**What to work on**
Retype exactly the lines from the line with "We need you to process this image and detect any vintage" to the end of the data, keeping both boundary lines.
-- Source data follows --
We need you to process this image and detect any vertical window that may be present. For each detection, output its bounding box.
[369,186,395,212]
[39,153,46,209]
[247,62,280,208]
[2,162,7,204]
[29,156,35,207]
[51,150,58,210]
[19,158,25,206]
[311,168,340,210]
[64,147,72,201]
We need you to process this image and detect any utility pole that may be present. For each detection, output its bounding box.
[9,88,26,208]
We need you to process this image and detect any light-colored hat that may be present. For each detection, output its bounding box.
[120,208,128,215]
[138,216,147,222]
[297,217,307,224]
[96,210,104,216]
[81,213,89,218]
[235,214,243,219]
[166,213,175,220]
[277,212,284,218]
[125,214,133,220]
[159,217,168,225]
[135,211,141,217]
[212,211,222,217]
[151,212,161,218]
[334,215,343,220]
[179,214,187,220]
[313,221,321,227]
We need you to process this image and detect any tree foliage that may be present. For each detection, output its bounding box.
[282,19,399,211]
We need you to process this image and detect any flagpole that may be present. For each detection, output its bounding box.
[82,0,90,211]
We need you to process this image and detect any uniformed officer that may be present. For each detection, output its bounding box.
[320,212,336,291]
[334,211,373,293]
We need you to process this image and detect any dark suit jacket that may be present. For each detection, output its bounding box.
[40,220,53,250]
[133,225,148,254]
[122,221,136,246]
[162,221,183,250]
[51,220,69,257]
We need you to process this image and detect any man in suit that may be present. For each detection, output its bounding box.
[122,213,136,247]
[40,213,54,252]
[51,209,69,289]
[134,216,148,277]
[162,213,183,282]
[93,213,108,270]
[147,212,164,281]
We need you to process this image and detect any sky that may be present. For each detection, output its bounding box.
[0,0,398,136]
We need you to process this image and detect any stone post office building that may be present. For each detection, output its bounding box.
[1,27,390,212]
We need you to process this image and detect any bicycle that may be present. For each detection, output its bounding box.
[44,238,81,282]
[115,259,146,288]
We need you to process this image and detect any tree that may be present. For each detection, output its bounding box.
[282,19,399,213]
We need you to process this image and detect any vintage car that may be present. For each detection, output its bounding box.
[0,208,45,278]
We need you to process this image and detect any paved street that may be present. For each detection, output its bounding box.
-- Source data concluded --
**Written solution**
We need you to process this image and detect any vintage car that may be present. For each detection, output its bounding box.
[0,208,45,278]
We need you to process this image and detect any paved street that may be present. For each detection, output its bounding box.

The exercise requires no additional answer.